[Saved entries]
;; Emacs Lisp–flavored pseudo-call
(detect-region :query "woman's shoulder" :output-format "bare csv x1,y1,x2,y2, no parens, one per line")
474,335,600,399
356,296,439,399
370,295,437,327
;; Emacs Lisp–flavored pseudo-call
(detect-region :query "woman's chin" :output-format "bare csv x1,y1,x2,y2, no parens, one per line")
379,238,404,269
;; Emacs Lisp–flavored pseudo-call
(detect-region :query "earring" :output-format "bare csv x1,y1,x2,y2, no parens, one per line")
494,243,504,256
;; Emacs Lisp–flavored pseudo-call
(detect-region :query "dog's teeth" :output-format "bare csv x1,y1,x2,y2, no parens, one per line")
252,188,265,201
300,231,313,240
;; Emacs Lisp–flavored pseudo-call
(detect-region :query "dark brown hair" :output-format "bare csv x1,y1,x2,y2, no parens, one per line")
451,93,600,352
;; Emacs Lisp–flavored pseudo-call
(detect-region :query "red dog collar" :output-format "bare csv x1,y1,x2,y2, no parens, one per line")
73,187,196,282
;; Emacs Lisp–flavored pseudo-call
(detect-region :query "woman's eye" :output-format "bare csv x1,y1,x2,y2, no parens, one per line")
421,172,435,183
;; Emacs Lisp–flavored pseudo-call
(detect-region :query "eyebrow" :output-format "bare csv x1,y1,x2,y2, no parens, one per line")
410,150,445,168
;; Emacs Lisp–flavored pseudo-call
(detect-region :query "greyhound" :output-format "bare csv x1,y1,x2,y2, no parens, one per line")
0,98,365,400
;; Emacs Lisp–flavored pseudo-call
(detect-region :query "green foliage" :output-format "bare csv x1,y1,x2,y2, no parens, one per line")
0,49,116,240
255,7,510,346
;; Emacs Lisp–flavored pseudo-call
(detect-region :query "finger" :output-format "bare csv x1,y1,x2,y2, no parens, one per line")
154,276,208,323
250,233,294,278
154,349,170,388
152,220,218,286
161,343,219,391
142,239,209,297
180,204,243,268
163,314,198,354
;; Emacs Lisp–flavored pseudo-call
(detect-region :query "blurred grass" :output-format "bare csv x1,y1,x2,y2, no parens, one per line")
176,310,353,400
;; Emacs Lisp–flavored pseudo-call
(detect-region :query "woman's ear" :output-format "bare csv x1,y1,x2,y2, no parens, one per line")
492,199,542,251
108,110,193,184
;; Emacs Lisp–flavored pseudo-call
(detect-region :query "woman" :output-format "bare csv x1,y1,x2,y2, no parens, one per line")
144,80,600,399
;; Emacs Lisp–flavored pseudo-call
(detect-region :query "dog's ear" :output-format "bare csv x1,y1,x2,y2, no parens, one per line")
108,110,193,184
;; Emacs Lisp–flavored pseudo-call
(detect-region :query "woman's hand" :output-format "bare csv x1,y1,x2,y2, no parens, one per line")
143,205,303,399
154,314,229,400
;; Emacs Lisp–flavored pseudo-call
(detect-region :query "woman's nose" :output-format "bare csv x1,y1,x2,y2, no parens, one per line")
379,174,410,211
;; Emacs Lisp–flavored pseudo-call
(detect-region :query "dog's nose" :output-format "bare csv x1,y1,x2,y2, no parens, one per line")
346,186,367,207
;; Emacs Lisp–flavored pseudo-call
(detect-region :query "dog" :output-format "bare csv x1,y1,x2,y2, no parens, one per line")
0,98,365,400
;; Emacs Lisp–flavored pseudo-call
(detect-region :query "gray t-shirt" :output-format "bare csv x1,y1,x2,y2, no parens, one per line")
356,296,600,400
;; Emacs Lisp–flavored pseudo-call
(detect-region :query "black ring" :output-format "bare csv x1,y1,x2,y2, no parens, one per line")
...
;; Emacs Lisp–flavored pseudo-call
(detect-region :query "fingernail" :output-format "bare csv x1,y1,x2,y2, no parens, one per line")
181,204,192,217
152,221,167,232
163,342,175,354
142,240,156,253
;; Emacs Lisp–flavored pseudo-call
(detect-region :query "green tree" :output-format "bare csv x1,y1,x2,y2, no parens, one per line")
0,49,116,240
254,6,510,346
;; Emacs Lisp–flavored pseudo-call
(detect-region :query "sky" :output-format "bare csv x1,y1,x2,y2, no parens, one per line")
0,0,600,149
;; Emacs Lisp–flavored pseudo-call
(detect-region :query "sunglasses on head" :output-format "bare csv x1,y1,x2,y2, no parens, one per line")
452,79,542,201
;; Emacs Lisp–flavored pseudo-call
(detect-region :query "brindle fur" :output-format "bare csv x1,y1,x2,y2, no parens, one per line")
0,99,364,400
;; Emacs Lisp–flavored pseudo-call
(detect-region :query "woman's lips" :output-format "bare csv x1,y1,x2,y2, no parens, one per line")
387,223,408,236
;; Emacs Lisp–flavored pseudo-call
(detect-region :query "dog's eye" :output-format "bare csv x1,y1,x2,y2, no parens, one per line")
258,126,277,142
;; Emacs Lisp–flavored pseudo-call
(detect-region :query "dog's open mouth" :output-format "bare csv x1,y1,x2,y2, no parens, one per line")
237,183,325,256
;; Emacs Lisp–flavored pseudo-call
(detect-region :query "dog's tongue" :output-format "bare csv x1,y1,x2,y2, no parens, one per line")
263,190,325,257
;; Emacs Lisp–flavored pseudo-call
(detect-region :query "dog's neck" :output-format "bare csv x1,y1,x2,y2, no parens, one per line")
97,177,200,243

• [Your task]: Filter the records above down to the lines that contain the word "nose", and copy each of those lines in full.

• [Response]:
(detect-region :query "woman's nose" :output-format "bare csv x1,y1,x2,y2, no parens, one per line")
(detect-region :query "dog's nose" :output-format "bare csv x1,y1,x2,y2, no parens, one per line")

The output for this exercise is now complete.